### WHAT YOU WILL DO
List every line of the entries below that contains the word "woman", matching its case exactly.

──────── INFORMATION SUPPLIED ────────

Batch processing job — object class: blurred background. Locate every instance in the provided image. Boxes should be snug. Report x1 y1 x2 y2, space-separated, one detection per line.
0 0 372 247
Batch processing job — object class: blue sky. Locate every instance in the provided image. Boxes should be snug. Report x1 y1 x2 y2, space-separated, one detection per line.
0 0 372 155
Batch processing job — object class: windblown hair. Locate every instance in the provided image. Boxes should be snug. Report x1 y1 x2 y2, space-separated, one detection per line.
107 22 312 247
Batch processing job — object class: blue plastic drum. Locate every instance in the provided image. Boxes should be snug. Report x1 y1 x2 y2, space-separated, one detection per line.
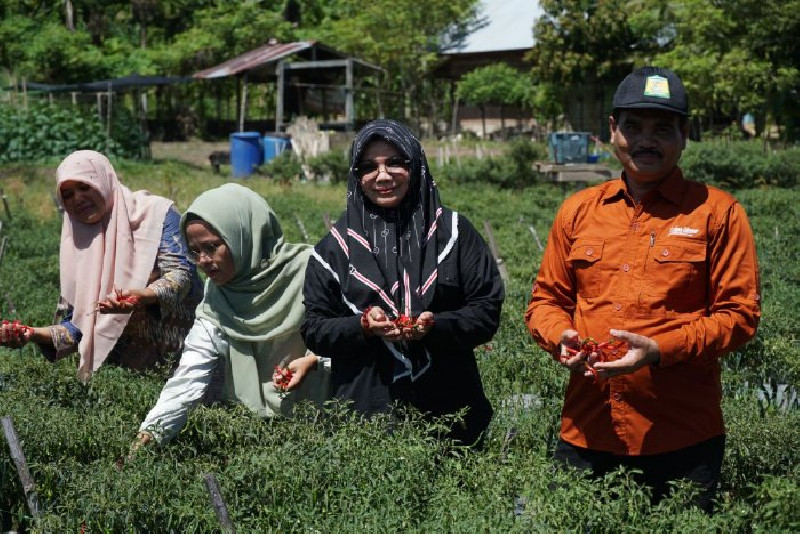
230 132 264 178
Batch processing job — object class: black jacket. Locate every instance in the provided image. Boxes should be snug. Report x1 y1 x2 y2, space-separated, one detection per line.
302 215 504 444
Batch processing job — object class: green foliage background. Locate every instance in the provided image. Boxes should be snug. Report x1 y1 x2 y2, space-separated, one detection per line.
0 153 800 532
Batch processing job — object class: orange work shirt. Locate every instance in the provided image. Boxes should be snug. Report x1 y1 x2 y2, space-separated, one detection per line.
525 168 761 455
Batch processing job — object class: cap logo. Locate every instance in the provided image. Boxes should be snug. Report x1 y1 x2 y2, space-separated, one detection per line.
644 74 669 99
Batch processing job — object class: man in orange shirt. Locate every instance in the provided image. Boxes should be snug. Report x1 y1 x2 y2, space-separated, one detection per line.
525 67 761 512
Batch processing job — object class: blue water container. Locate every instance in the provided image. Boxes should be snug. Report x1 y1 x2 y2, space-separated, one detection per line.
547 132 591 165
263 134 292 163
230 132 264 178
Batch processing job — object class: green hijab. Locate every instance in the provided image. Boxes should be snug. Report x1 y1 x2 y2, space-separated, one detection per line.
181 183 312 416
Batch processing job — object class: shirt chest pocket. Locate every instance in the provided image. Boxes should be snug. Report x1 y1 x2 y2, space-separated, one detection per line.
567 238 610 298
647 238 707 307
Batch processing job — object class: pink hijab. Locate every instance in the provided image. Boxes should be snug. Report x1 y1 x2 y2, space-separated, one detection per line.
56 150 172 382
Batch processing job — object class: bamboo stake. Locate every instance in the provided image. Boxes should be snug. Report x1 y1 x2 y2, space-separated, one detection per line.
203 473 236 534
294 217 308 242
500 426 517 462
0 189 11 221
528 225 544 250
483 221 508 285
0 235 8 264
2 415 39 518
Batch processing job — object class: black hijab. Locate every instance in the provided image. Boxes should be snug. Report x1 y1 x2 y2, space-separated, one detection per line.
331 119 458 380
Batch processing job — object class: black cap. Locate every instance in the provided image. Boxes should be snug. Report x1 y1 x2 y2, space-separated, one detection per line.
611 67 689 116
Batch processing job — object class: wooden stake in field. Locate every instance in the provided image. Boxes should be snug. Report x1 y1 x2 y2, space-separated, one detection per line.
203 473 236 534
0 189 11 221
528 225 544 250
294 217 308 243
2 415 39 519
483 221 508 285
0 235 8 270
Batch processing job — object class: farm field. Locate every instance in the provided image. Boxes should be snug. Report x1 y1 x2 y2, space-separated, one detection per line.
0 157 800 532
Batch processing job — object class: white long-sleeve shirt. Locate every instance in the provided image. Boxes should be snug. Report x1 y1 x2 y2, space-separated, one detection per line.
139 318 330 443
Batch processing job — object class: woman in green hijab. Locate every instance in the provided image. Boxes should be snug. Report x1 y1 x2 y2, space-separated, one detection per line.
134 183 330 449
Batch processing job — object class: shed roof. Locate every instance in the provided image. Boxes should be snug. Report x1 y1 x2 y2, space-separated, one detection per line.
194 41 315 78
446 0 543 55
194 41 380 79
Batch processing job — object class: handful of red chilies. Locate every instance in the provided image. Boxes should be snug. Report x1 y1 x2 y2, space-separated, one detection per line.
0 319 33 348
566 337 630 381
394 315 433 332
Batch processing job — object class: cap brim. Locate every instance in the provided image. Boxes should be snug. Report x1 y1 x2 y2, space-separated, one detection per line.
611 102 690 117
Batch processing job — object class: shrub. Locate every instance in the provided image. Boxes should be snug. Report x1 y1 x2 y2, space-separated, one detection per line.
681 141 800 190
0 104 145 163
306 150 350 183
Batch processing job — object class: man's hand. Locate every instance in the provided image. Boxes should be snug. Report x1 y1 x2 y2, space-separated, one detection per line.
585 329 661 379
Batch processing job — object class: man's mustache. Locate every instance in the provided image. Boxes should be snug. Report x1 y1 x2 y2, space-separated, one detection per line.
632 148 661 157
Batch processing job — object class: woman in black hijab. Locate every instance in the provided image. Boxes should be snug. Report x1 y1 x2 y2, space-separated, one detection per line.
302 119 504 445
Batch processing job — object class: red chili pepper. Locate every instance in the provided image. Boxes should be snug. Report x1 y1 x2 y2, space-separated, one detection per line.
0 319 33 347
566 337 630 381
394 315 417 329
272 365 294 395
114 289 139 306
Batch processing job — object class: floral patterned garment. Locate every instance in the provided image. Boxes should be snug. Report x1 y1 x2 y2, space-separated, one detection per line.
41 206 203 370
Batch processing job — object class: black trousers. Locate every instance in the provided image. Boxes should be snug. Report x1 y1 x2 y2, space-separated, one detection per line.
554 435 725 514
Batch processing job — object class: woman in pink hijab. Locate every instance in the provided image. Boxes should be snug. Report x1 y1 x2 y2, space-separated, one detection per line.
3 150 202 382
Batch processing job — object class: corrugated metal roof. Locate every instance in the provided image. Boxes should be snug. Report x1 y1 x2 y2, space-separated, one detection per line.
447 0 543 54
194 41 316 78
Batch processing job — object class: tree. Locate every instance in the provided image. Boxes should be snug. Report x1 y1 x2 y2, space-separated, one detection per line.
654 0 800 138
301 0 478 129
458 63 531 139
527 0 660 134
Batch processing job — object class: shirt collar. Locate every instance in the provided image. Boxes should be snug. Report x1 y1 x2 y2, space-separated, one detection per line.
603 169 688 205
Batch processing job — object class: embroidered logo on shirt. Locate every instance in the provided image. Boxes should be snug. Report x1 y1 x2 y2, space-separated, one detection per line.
669 226 700 237
644 75 669 98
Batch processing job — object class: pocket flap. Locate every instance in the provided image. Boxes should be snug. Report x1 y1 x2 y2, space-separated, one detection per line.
654 239 706 263
567 239 605 263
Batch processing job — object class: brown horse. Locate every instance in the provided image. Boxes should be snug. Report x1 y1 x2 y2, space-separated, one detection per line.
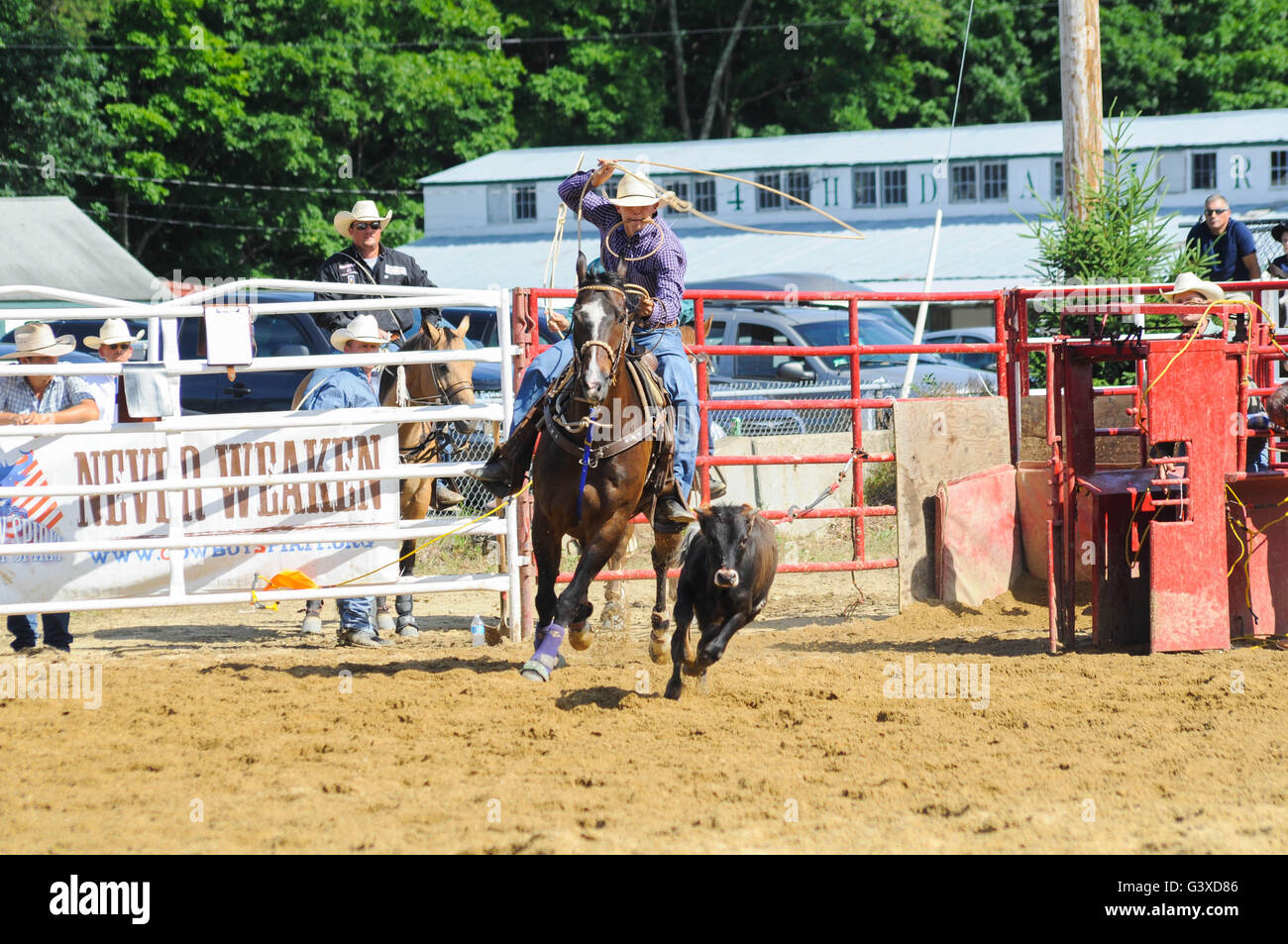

────────

### SOLUTION FOR THIS EXERCISE
Batch processing job — object class: woman in green hijab. Locate every instance in the provided image. Boxes should be snug. Report x1 y1 x2 y2, space-separated, one detection per line.
Batch processing job — object class: woman in black hijab. Locate every instance in the provided image. Boxes should be snug. Report x1 y1 x2 y2, space-separated, one detection per line.
Batch processing job — object class: woman in pink hijab. Locate every instance in the provided image. Boxes should be snug. Report x1 y1 x2 y2, space-separated, one detection per line.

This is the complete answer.